Referring expression pointing data:
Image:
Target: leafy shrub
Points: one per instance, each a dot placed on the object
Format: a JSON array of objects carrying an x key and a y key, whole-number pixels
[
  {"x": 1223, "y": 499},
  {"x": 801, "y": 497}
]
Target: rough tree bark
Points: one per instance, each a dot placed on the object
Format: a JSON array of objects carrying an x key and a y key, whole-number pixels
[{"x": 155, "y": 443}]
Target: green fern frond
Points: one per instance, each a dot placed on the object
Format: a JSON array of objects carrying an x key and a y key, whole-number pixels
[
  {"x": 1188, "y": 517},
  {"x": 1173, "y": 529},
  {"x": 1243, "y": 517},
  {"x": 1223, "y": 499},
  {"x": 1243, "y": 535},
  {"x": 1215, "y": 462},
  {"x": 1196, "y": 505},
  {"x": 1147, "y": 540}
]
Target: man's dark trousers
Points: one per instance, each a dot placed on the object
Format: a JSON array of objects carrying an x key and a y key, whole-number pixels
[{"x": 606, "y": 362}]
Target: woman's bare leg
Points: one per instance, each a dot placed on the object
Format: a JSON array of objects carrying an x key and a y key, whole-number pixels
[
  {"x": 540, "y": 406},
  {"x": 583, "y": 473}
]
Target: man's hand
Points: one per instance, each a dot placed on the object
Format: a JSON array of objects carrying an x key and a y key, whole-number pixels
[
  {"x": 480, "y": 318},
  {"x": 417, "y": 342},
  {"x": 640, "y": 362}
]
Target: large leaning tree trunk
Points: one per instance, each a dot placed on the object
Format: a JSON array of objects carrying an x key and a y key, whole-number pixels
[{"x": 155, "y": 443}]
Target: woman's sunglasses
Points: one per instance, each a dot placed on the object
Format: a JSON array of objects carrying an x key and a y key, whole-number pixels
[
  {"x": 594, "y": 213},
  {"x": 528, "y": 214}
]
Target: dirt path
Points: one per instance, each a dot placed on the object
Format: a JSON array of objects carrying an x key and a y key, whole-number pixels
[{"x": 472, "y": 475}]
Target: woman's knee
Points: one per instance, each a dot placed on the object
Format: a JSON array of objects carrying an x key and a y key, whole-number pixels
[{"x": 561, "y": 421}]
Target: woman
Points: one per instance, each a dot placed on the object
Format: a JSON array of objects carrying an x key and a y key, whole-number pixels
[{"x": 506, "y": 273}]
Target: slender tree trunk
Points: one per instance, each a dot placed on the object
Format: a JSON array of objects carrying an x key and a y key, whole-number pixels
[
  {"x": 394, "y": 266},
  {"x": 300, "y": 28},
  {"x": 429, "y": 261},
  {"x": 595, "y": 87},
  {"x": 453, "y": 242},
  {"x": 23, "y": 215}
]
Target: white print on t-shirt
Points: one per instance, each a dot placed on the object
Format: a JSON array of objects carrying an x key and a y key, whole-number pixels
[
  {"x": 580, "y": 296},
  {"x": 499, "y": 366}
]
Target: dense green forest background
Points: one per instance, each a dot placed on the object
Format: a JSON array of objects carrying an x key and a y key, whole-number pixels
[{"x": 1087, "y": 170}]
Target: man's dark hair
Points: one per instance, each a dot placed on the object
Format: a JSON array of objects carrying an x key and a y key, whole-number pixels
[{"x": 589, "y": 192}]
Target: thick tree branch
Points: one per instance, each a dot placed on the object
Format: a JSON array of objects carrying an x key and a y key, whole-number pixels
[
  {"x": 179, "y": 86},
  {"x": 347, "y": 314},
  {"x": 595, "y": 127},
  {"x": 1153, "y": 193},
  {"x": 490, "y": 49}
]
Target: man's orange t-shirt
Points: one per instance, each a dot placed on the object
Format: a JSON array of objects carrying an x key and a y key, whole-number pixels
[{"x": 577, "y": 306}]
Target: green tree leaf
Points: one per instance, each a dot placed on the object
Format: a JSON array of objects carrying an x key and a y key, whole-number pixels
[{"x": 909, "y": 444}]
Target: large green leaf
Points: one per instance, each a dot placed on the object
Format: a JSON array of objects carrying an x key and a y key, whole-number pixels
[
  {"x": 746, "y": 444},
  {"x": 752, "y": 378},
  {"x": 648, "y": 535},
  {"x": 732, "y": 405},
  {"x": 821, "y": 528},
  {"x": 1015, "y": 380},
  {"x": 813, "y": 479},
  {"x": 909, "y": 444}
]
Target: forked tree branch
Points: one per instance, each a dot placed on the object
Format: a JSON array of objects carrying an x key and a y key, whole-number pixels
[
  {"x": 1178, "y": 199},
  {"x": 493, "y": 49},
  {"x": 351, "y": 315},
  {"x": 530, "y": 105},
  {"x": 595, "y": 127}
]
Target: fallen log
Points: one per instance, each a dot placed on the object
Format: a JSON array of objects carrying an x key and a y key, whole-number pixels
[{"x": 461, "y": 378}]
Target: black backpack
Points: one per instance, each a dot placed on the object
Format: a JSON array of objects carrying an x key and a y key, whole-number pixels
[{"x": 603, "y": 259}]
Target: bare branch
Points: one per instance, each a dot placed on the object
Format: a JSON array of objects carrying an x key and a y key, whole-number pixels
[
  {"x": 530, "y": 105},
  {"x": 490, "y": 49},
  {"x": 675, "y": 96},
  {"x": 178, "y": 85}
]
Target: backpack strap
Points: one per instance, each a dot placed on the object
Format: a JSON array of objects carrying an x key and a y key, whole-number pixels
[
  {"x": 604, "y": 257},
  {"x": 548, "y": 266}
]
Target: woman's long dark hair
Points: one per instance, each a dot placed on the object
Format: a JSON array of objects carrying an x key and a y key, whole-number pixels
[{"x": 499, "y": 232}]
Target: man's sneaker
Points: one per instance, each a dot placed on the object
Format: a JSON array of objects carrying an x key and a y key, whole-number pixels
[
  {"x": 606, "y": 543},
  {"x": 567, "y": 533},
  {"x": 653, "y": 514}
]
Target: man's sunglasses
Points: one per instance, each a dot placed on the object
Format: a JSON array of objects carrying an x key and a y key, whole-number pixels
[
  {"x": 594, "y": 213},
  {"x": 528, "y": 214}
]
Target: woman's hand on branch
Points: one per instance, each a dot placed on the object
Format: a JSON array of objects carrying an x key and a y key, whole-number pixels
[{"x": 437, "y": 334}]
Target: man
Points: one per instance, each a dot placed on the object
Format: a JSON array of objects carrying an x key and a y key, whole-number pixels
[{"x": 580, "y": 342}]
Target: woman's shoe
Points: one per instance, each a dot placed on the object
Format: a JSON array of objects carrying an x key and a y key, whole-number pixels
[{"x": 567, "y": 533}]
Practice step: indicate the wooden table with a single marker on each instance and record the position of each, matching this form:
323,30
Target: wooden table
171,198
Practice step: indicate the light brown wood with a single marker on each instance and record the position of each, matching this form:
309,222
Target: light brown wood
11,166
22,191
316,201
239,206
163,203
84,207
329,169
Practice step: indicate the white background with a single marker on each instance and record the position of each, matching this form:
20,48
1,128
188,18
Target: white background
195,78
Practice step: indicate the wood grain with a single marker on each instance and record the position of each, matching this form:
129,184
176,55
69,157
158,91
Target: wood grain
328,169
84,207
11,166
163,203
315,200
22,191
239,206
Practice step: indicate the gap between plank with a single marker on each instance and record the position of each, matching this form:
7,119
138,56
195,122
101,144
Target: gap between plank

### Description of the task
Please write the entries out again exactly as they stand.

### Exercise result
Image:
Target: leafy shrub
Points: one per instance, each a dot placed on the object
Format: a JSON array of objects carrying an x key and a y key, whole-number pixels
[
  {"x": 1223, "y": 499},
  {"x": 801, "y": 497}
]
Target: rough tree bark
Points: one per instance, each a dot placed on the object
Format: a JSON array of objects carrying an x key and a y key, whole-number pixels
[{"x": 155, "y": 443}]
Target: green fern frond
Points: one per instance, each a dot placed on the object
Format: a JSON array of objects carrying an x key and a y key, whole-number pixels
[
  {"x": 1188, "y": 517},
  {"x": 1173, "y": 529},
  {"x": 1243, "y": 517},
  {"x": 1223, "y": 499},
  {"x": 1243, "y": 535},
  {"x": 1215, "y": 462},
  {"x": 1196, "y": 505},
  {"x": 1147, "y": 540}
]
Target: man's dark trousers
Points: one per instance, each a dot placed on the object
Format: a JSON array of objects carrying an x key and a y key, whole-number pixels
[{"x": 606, "y": 362}]
Target: woman's bare leg
Points: one per instance, each a dot placed on the object
Format: a JSON array of objects carrying an x key and a y key, whole-number pixels
[
  {"x": 540, "y": 406},
  {"x": 583, "y": 473}
]
Target: man's hand
Points: one per instance, each a dot placed on the object
Format: a JSON array of objects carrying an x key and a y key, whole-number pixels
[
  {"x": 480, "y": 318},
  {"x": 417, "y": 342},
  {"x": 640, "y": 362}
]
Target: large leaning tree trunk
Points: one per instance, each a dot placed on the object
Format: a JSON array of objects carrying an x key and a y key, whole-number pixels
[{"x": 155, "y": 443}]
Target: woman's sunglasses
Points: one per instance, each a dot placed on the object
Format: a JSON array of objects carrying an x key and a y key, whole-number pixels
[
  {"x": 594, "y": 213},
  {"x": 528, "y": 214}
]
Target: dirt path
Points: one per instance, each a dot placed on the object
Format: a JSON array of objects carrying an x key and a y key, whole-number pixels
[{"x": 472, "y": 475}]
Target: woman's knee
Points: one per instance, each a dot placed on the object
Format: a JSON array of objects carrying an x key and a y key, whole-number pixels
[{"x": 561, "y": 421}]
Target: woman
Points: one per instance, each a dot placed on the object
Format: a JSON array of objects carrying an x key and a y key, whole-number pixels
[{"x": 506, "y": 273}]
Target: slender tree trunk
Points: one per instance, each a dot placed on the object
Format: a JSON array of objects carrying an x key and a y key, whole-number pixels
[
  {"x": 394, "y": 266},
  {"x": 300, "y": 28},
  {"x": 429, "y": 261},
  {"x": 595, "y": 87},
  {"x": 453, "y": 242},
  {"x": 23, "y": 215}
]
Target: white print on t-shirt
Points: one per instance, each a dot placed on the object
Format: a JSON array of objects carrying an x key and a y key, whole-number pixels
[
  {"x": 580, "y": 296},
  {"x": 499, "y": 366}
]
Target: dense green forest background
Points: one per instance, each a dot placed on the object
Format: a JSON array of objects carrying an x key and a y key, whole-number pixels
[{"x": 1087, "y": 170}]
Target: man's dark hair
Points: one per instance, each a dot placed on the object
Format: a JSON array of objects carrying an x key and a y key, whole-number pixels
[{"x": 589, "y": 192}]
Target: thick tree branch
Points: one per instance, each a dot placed on the object
Format: a JSON array of objects carrying an x key and a y key, whole-number pixels
[
  {"x": 179, "y": 86},
  {"x": 347, "y": 314},
  {"x": 595, "y": 127},
  {"x": 1153, "y": 193},
  {"x": 490, "y": 49}
]
Target: man's orange t-shirt
Points: one per instance, each a dot placed on the object
Format: a JSON array of objects carrying an x key and a y key, whole-number pixels
[{"x": 577, "y": 306}]
Target: green tree leaf
Points: one per instance, each a dot placed on the object
Format: a JSON array of objects carrying an x key and a y key, whole-number pixels
[{"x": 909, "y": 444}]
Target: large green leaf
Points: one per instance, each a dot placed on the object
Format: a JSON array of objects carrying an x key and a y key, whole-number pixels
[
  {"x": 746, "y": 444},
  {"x": 752, "y": 378},
  {"x": 648, "y": 535},
  {"x": 732, "y": 405},
  {"x": 821, "y": 528},
  {"x": 1015, "y": 380},
  {"x": 813, "y": 479},
  {"x": 909, "y": 444}
]
Target: forked tree branch
Points: one per instance, each a dot placed on the object
Format: a JSON array of objects carrying an x key and a y key, whole-number pixels
[
  {"x": 1178, "y": 199},
  {"x": 493, "y": 49},
  {"x": 351, "y": 315},
  {"x": 530, "y": 105},
  {"x": 595, "y": 127}
]
Target: fallen log
Points: one per instance, each a dot placed on the object
Format: a JSON array of objects carrying an x key and a y key, whole-number pixels
[{"x": 461, "y": 378}]
Target: black backpack
Points: one per instance, each a dot placed on the object
Format: a JSON array of objects carrying an x key and a y key, whole-number pixels
[{"x": 603, "y": 259}]
Target: bare branch
Points: one per instance, each a dot placed on the object
Format: a JSON array of objects carrying an x key and a y key, whole-number pixels
[
  {"x": 530, "y": 105},
  {"x": 490, "y": 49},
  {"x": 675, "y": 96},
  {"x": 178, "y": 85}
]
Target: backpack strap
Points: one per instance, each a dot placed on the object
Format: a JSON array of objects carrying an x key and a y key, whole-number pixels
[
  {"x": 604, "y": 257},
  {"x": 548, "y": 266}
]
Target: woman's long dark hair
Points: one per instance, each a dot placed on the object
Format: a JSON array of objects carrying an x key and a y key, whole-number pixels
[{"x": 499, "y": 232}]
Target: man's sneaker
Points: one per instance, each a dot placed on the object
Format: a JSON array of objects carrying an x key and a y key, whole-number pixels
[
  {"x": 606, "y": 543},
  {"x": 567, "y": 533},
  {"x": 653, "y": 514}
]
Target: man's sunglasses
Points: one per instance, each a dot placed on the object
Format: a JSON array of objects carrying an x key and a y key, whole-number pixels
[
  {"x": 594, "y": 213},
  {"x": 528, "y": 214}
]
Target: woman's hand on branch
Points: one per instance, each a dot placed on the object
Format: a JSON array of objects carrying an x key and a y key, whole-number pixels
[{"x": 437, "y": 334}]
Target: man
Points: one per instance, each a dot placed on the object
Format: a JSON array of objects carrying an x key and a y key, whole-number pixels
[{"x": 580, "y": 342}]
Target: woman's shoe
Points: one per instance, each a dot placed on the object
Format: a JSON array of objects carrying an x key and a y key, whole-number pixels
[{"x": 567, "y": 533}]
Practice step: indicate the wooden table with a single marker on each instance and record the position of each, matching this form:
323,30
Target: wooden table
171,198
Practice step: indicate the light brown wood with a single marker on each instance and record the position of each, matching this form:
309,222
Target: light brown wood
11,166
22,191
316,201
239,206
163,203
84,207
329,169
Practice step: indicate the white background with a single marker on each instance and record the position of each, matching this form:
20,48
1,128
188,18
Target: white background
195,78
Practice step: indicate the wood grain with a single marker on each instance and record the position of each, matching this form:
129,184
176,55
69,157
158,91
Target: wood grain
328,169
84,207
11,166
163,203
315,200
22,191
239,206
Practice step: indicate the gap between plank with a single marker on each instance and record the position of each, matching this form:
7,119
138,56
195,122
101,144
Target: gap between plank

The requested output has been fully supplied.